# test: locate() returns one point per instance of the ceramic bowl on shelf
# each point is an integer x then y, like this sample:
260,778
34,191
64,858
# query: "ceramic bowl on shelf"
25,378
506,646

• INSTRUCTIONS TO FOLLOW: Pull every line of the entries above and reproduce each one unchanged, in the same order.

• PROBLEM SOLUTION:
# test: locate() returns one point per instance of the ceramic bowl on shelf
# each point is an integer x then y, like this sample:
260,778
34,191
64,858
# query: "ceramic bowl on shelf"
25,378
506,646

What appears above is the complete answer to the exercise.